*Excerto selecionado*.
Por que não a confissão por Skype e a comunhão pela Amazon?

O desconfinamento colocou o McDonald’s antes da igreja, da mesquita ou da sinagoga; em Itália, o governo abriu os museus antes das igrejas, como se a religião viesse depois da cultura, ou pior, não tivesse nada a ver com cultura.

No entanto, não podemos suspeitar de Macron, Merkel ou Conte estarem a acertar contas com a Igreja.

O problema é mais simples e mais grave: a prática religiosa é vista, tanto pelos políticos quanto pela opinião pública, como “opcional”, individual, afetando apenas uma comunidade entre outras. Os cristãos são privados da missa, como aos fãs de futebol são privados dos jogos.

Essa indiferença é quase pior do que a perseguição, porque os governos sentem sinceramente que não estão a infringir a liberdade de religiosa, desde que se possa praticar em casa ou na internet, pior até estão os fãs de futebol que não podem mesmo ver jogos.

No entanto, a lei de 1905 (é bom que a lembremos sempre) não rejeitou a religião em privado, mas apenas regulamentou a prática religiosa na esfera pública. Reconheceu dessa forma a natureza pública e coletiva do “culto”.

Mas se a lei não mudou, o lugar da Igreja Católica na sociedade e o da religião em geral mudaram radicalmente. A sociedade não se secularizou apenas: descristianizou-se. A Igreja Católica aparece cada vez mais como uma comunidade de fé entre outras, porque o número de praticantes diminuiu muito (em torno de 5%), mas também perdeu cristãos “de nome” ou “culturais” que não se reconhecem hoje na expressão pública e visível da Igreja, veja-se “Manifesto por todos”.

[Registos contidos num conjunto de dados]
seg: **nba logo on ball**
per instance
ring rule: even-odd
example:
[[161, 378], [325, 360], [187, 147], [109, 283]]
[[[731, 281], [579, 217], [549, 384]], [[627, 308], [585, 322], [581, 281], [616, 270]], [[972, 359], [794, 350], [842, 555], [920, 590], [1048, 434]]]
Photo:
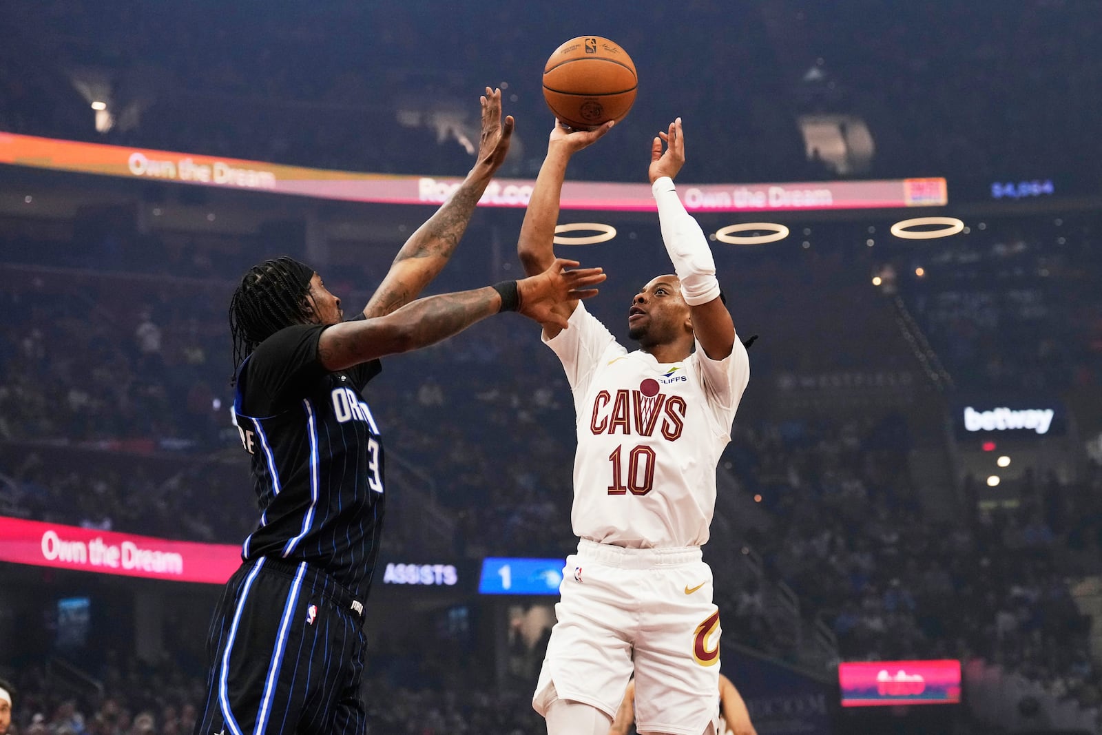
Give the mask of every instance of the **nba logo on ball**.
[[631, 57], [599, 35], [571, 39], [543, 65], [543, 99], [555, 119], [579, 130], [624, 119], [638, 86]]

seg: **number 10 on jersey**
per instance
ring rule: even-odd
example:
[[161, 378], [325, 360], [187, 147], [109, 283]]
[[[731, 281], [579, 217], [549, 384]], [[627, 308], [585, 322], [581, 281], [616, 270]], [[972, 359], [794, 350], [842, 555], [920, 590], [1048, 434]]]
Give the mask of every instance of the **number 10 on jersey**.
[[[613, 483], [608, 495], [646, 495], [655, 486], [655, 450], [639, 444], [624, 457], [624, 445], [617, 446], [608, 455], [613, 463]], [[625, 466], [626, 465], [626, 466]], [[627, 484], [625, 484], [625, 480]]]

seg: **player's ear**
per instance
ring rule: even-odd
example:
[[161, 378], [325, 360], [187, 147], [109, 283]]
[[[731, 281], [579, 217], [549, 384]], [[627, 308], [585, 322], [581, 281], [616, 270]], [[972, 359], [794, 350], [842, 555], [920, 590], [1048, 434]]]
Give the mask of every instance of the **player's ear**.
[[299, 303], [300, 309], [302, 309], [302, 316], [306, 320], [306, 323], [313, 323], [317, 321], [317, 311], [314, 309], [314, 298], [307, 292], [302, 296], [302, 301]]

*Conjunto de tarefas*.
(1) Diga se cada afirmação concorda com o excerto sobre a prática religiosa no desconfinamento, respondendo sim ou não e citando as palavras exatas do excerto que o decidem: (a) em Itália, os museus abriram antes das igrejas; (b) a lei de 1905 rejeitou a religião em privado; (c) os católicos praticantes rondam os 20%.
(2) Dê a continuação do excerto sobre a prática religiosa no desconfinamento, começando depois da última frase apresentada.
As linhas não desempenham qualquer papel aqui.

*Respostas por ordem*.
(1)
(a) Sim: "em Itália, o governo abriu os museus antes das igrejas".
(b) Não: "não rejeitou a religião em privado, mas apenas regulamentou a prática religiosa na esfera pública".
(c) Não: "o número de praticantes diminuiu muito (em torno de 5%)".

(2)
Além disso, a ascensão do Islão alterou profundamente a percepção geral da religião na sociedade francesa. Num contexto de rápida descristianização desde a década de 1960, esse aumento levou a um endurecimento da normatividade secular, levada tanto pela esquerda republicana (para a qual existe uma continuidade entre o anticlericalismo do século passado quanto a crítica ao ‘Islamismo hoje’) e pelo movimento que hoje chamamos de islamofóbico, que defende uma identidade de cristianismo separada da fé e dos ensinamentos da Igreja. O espaço de visibilidade e prática religiosa diminuiu, levando todas as religiões à mesma marginalização.

Mesmo que a Igreja tenha tido muita consciência de sua menorização na sociedade, julgava-se imune ao aumento da religiofobia.

Mas agora aceitou que a polícia impedisse missas “clandestinas”, obviamente denunciadas pelos vizinhos, como se fossem “muçulmanos vulgares”!

A Igreja acreditava que sua lealdade ao secularismo republicano lhe manteria a primazia que até no protocolo de Estado lhe é concedia. Mas depois do incêndio da Notre Dame foi despojada da sua catedral, erguida em “património nacional”, a Igreja deve ver como terminada a relação especial com o Estado, e a sua redução a uma simples comunidade de consumidores de bens sagrados entre outras comunidades idênticas.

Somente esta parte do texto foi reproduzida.